» Task description
Find every line in the material below that contains the string "short" and copy each of those lines. Case counts.

» Object point labels
_ _ _ _

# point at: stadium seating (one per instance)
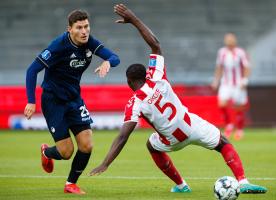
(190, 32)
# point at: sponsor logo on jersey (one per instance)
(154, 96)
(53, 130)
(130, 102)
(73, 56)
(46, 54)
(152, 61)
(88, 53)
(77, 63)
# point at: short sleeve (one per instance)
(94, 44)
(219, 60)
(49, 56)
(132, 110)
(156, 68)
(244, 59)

_ _ _ _

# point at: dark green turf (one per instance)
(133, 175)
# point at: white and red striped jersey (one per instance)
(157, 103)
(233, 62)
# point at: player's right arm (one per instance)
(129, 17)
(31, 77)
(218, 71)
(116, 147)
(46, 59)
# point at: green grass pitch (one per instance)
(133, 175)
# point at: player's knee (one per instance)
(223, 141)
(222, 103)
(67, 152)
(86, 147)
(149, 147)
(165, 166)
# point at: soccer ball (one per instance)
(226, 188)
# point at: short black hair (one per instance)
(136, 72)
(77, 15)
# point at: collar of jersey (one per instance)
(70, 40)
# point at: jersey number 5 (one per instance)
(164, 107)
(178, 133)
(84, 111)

_ _ _ _

» Answer below
# point at: short sleeve (one per instance)
# point at: short black hair (one per instance)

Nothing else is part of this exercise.